- **ページ本文**
------------------------
駒大、7年ぶり箱根Vへの2つの条件 優勝大本命もわずかに残る不安要素

石井安里

勝利の条件は“3区までにリード”と“山”

前回5区を快走した馬場。今大会でも気負うことなく地力を出し切れるか 【写真:中西祐介/アフロスポーツ】

 ただ、鉄壁のようにみえる駒澤大にも、わずかながら不安要素が見受けられる。
 まず、層は厚いが、流れを変えられる大黒柱が少ないこと。その点では、窪田忍(現・トヨタ自動車)が抜けた穴は大きいだろう。1区からエースを並べたのは、大八木監督の勝負への強いこだわりだが、東洋大、明治大も前半に強力な選手をエントリーした。駒澤大が3区までに決定的なリードを奪えなかった場合、4区以降で一気に引き離すことができるかというと、そこまでの力はなさそうだ。

 大八木監督は「1区の中村は前回よりも良い」と自信を持っているが、中村はかつての大迫傑(早稲田大、現・日清食品グループ)のように序盤から1人で飛び出すタイプではない。たとえ区間賞を取ったとしても、後続から見えなくなるような差は付けられないだろう。

 となると、3度目の2区に挑む村山だ。ハイペースで飛ばすことを公言しているが、終盤の上り坂を失速せずに走り切れるか。走力からすれば1時間7分台前半、絶好調なら史上5人目の1時間6分台も狙えるだけに、実力をしっかり出し切ることがポイントになる。2区を終えた段階で、トップに立つだけでなく、1分近いリードを奪って3区につなげば、4区以降も勢いづくだろう。

 もう1点、怖いのは気負いだ。全日本大学駅伝の4連覇で、勝ち方を知る選手は多いが、箱根駅伝の優勝を知る選手はいない。独特の雰囲気を持つ舞台に、優勝候補の大本命として臨むにあたり、「勝たなくてはいけない」プレッシャーとどう向き合っていくか。

 特に、山の2区間が重要だ。5区の馬場、6区の西澤は、ともに区間賞を目標にしており、順当なら1時間19分台前半、58分台を狙える。だた、山の場合、前年の経験自体はプラスになるものの、タイムもプラスになるかというと、必ずしもそうではないのだ。 馬場は前回、トップの東洋大と21秒差の2位、目標とする選手が見える好位置でタスキを受けた。今季は走力がついたことは間違いないが、単独走で山を上るときに前回以上の走りができるか。また、6区は駒澤大に限らず、前年に良かった選手が気負って前半から飛ばし、終盤にペースダウンするケースもある。西澤が落ち着いて自分の走りができるか、注目したい。
------------------------
- **データ一覧**
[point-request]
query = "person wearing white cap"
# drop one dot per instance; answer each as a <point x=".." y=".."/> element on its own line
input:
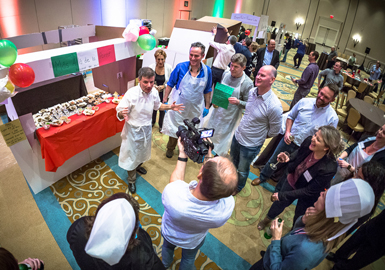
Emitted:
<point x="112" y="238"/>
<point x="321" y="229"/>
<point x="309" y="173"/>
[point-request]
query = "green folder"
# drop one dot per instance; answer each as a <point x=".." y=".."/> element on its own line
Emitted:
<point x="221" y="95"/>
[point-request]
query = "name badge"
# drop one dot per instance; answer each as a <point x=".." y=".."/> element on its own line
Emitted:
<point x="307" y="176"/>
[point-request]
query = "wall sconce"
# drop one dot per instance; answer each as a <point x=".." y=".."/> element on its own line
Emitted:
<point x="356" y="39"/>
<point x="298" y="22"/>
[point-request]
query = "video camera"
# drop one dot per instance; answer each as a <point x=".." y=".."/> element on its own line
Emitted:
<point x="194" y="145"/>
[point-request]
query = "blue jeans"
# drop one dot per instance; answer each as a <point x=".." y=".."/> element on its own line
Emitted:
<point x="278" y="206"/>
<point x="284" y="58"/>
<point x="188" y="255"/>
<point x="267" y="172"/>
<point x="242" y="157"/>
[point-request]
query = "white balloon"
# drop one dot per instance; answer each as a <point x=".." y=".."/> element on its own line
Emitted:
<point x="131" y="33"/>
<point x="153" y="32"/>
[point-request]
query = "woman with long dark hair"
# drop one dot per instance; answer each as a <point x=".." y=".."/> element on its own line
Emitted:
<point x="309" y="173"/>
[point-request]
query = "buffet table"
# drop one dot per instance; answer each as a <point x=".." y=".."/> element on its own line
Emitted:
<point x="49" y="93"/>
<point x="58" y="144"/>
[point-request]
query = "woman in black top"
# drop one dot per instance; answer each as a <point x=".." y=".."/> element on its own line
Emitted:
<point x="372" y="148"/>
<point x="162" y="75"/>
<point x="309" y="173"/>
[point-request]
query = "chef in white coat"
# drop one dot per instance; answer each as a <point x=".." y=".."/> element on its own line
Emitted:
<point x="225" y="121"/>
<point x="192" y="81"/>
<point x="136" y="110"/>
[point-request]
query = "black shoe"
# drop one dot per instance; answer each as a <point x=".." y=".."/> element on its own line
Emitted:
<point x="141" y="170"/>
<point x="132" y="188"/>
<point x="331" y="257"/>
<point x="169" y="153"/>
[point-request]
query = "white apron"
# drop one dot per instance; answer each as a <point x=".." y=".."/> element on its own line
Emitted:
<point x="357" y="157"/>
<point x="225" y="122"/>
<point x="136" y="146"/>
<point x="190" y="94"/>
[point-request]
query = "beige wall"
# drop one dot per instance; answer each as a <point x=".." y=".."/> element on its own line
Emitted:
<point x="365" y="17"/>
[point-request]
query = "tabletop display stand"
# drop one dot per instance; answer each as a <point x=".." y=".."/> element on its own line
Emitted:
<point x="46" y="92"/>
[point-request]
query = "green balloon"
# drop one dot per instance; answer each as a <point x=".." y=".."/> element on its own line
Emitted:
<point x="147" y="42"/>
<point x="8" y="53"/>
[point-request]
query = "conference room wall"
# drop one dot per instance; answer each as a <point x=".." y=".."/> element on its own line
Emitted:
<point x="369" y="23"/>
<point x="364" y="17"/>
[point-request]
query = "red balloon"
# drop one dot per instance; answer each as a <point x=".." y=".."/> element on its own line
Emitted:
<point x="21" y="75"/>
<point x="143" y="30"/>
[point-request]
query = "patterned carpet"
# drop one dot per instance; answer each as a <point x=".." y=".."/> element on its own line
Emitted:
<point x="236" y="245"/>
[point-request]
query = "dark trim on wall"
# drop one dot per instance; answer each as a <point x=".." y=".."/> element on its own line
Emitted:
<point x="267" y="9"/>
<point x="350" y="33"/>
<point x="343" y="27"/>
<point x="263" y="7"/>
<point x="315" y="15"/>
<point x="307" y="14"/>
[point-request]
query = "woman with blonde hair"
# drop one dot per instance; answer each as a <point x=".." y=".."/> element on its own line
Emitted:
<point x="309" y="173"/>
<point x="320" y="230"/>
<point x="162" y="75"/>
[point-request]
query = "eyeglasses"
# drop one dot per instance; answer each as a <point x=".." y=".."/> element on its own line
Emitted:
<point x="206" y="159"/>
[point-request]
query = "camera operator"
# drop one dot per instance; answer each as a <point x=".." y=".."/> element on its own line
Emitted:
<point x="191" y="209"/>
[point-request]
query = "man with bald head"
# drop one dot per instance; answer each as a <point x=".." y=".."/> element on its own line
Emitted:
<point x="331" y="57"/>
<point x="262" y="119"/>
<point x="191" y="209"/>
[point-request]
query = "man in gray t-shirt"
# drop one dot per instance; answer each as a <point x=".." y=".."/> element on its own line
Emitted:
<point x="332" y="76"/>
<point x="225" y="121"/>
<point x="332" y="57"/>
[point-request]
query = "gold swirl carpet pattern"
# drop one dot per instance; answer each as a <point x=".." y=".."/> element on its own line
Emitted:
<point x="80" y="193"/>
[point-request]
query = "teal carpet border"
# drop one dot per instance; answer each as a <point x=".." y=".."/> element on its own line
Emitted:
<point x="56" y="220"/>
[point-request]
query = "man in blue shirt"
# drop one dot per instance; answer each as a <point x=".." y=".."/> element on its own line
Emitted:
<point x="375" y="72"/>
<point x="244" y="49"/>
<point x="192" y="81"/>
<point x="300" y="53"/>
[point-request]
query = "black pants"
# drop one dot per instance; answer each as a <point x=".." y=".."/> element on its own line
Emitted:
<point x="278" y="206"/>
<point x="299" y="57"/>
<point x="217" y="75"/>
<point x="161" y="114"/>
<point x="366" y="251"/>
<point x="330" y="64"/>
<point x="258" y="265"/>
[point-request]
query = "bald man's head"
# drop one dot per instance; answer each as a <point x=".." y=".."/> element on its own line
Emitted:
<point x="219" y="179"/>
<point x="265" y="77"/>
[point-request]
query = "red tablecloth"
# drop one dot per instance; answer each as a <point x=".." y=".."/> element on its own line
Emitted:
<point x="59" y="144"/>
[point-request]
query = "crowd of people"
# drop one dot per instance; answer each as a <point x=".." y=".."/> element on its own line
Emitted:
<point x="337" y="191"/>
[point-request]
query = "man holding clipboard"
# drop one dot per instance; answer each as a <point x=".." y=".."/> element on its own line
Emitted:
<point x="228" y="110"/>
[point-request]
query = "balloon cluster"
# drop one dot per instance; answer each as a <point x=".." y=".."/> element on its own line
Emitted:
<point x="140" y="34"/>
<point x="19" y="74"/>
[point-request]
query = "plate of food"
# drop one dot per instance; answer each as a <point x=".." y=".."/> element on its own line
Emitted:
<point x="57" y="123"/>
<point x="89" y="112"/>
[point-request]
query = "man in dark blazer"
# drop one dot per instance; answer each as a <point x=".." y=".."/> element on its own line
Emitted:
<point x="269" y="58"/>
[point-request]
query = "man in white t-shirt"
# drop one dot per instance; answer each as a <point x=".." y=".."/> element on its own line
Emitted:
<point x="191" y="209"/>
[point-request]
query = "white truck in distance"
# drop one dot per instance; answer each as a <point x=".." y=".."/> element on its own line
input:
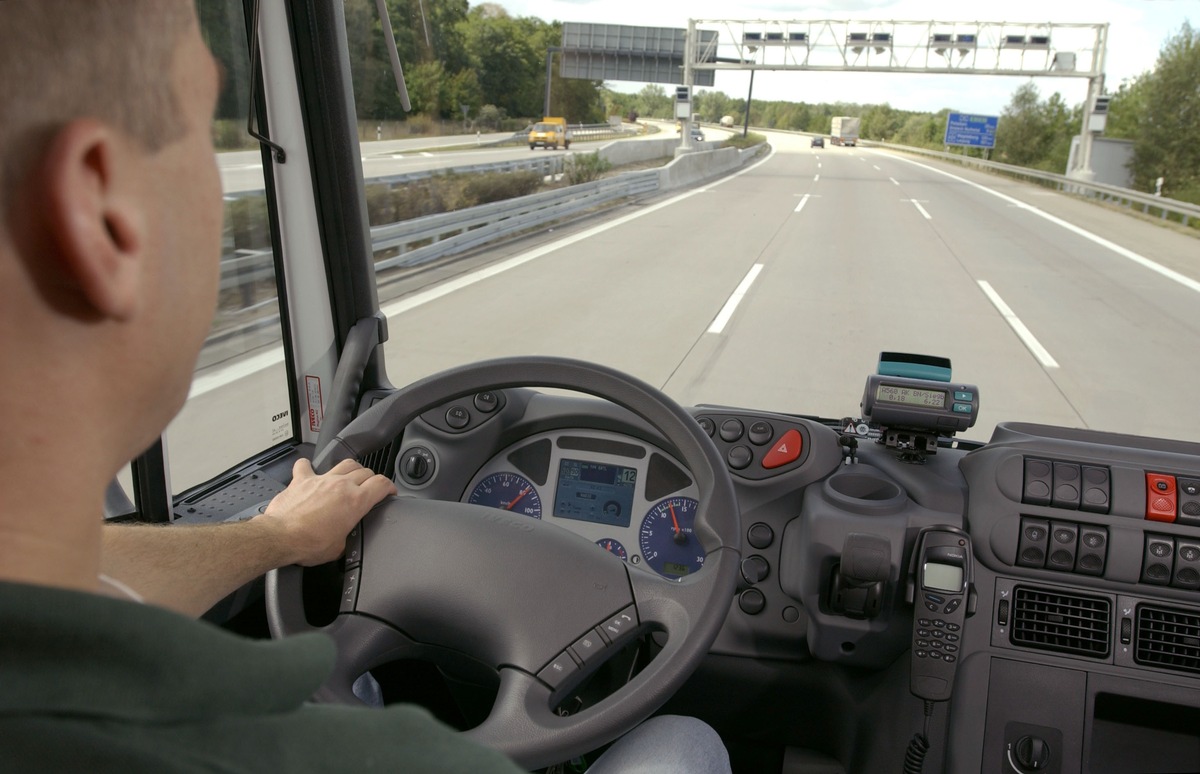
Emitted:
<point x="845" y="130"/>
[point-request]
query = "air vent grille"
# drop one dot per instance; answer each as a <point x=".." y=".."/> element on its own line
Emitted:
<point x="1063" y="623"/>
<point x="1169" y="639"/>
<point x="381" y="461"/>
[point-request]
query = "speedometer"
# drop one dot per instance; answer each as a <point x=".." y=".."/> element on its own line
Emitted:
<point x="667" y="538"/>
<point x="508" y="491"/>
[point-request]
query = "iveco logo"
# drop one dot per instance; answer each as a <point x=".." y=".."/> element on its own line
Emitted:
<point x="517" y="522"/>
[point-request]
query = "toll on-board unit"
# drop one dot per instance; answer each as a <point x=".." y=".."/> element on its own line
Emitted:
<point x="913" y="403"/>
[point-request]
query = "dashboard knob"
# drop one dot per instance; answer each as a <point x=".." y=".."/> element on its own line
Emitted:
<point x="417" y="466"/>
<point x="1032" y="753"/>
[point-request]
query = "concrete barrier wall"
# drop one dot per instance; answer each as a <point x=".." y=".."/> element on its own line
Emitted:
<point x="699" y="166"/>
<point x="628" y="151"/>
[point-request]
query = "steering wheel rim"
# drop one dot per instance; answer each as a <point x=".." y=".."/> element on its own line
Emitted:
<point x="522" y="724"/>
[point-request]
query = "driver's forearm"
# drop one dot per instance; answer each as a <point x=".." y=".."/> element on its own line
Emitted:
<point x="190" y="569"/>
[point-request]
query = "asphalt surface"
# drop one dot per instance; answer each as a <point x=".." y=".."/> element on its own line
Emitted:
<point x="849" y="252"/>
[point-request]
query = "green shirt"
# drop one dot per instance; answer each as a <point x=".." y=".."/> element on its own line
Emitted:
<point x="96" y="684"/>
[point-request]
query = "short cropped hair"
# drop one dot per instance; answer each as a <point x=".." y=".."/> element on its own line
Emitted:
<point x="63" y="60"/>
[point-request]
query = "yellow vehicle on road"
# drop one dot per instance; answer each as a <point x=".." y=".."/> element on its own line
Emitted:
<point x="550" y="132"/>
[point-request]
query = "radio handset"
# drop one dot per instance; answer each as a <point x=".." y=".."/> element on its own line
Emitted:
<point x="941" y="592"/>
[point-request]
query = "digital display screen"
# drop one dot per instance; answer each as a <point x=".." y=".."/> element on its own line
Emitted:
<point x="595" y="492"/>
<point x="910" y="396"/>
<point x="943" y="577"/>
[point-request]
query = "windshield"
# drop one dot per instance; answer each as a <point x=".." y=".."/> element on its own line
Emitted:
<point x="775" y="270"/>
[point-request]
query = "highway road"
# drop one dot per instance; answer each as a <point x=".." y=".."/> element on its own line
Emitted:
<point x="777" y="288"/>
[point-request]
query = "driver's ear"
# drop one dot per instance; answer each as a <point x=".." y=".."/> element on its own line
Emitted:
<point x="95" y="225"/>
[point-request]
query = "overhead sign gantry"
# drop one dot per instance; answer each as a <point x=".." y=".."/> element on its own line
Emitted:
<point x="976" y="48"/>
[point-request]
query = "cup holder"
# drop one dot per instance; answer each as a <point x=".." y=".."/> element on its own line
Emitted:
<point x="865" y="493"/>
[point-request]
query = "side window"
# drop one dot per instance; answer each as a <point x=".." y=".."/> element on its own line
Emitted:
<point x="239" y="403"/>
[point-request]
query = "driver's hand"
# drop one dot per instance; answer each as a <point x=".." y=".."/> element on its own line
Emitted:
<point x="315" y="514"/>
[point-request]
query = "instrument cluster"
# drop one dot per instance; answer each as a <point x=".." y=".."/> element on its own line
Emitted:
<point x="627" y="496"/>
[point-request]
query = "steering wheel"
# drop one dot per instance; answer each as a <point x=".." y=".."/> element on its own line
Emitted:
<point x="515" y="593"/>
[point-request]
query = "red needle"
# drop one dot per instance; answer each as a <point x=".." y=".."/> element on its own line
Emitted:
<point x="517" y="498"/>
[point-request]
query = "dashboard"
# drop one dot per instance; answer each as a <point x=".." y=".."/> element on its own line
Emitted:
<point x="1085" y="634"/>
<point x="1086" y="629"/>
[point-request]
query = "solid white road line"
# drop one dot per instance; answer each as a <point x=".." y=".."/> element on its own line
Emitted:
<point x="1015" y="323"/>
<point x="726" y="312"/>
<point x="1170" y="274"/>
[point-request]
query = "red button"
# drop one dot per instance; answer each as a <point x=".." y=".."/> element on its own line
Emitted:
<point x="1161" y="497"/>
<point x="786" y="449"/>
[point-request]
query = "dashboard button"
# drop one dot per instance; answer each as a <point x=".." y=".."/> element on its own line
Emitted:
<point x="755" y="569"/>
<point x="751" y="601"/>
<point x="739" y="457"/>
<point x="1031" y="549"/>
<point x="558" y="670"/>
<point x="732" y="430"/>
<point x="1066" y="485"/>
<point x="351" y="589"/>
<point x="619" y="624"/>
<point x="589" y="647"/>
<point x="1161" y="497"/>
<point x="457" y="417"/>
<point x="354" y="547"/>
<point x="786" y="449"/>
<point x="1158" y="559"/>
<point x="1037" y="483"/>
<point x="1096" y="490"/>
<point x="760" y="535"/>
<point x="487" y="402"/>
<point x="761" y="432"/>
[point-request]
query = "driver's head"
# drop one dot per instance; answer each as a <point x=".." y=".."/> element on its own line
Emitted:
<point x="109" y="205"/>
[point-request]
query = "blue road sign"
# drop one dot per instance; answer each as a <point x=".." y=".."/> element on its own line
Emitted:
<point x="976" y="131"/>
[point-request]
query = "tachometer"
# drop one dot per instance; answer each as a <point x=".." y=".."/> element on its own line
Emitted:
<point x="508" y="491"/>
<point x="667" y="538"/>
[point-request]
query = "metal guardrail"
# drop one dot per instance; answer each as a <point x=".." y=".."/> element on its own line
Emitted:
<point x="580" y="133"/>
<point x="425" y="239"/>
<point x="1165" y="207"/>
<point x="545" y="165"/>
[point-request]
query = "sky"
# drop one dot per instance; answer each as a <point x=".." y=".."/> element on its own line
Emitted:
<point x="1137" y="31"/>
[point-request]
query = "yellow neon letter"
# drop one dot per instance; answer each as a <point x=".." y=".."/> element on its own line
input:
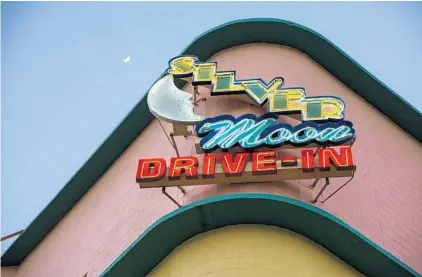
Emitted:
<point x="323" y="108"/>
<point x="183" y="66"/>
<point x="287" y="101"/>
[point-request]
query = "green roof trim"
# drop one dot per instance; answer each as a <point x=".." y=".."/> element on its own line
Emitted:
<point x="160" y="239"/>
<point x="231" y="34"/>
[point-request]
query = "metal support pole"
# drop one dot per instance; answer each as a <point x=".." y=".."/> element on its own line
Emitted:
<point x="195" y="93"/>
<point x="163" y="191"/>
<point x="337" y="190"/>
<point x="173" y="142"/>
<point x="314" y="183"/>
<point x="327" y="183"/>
------------------------
- **課題の指示**
ページ本文をもとに次の問いに答えよ。
1. 窪田忍の現在の所属はどこか。
2. 前回、馬場はトップの東洋大と何秒差の何位でタスキを受けたか。
3. 駒澤大は全日本大学駅伝で何連覇しているか。

- **解答**
1. トヨタ自動車
2. 21秒差の2位
3. 4連覇